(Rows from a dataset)
[start]

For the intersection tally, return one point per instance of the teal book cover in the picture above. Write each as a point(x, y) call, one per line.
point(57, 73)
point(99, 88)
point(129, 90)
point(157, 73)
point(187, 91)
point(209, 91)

[end]

▸ **TASK STATEMENT**
Quote the items above word for word, keeping each line as it stands.

▸ **THE SOLUTION**
For the intersection tally, return one point per instance of the teal book cover in the picture above. Write each as a point(x, y) call, one per line.
point(57, 73)
point(99, 88)
point(129, 90)
point(157, 73)
point(187, 91)
point(209, 91)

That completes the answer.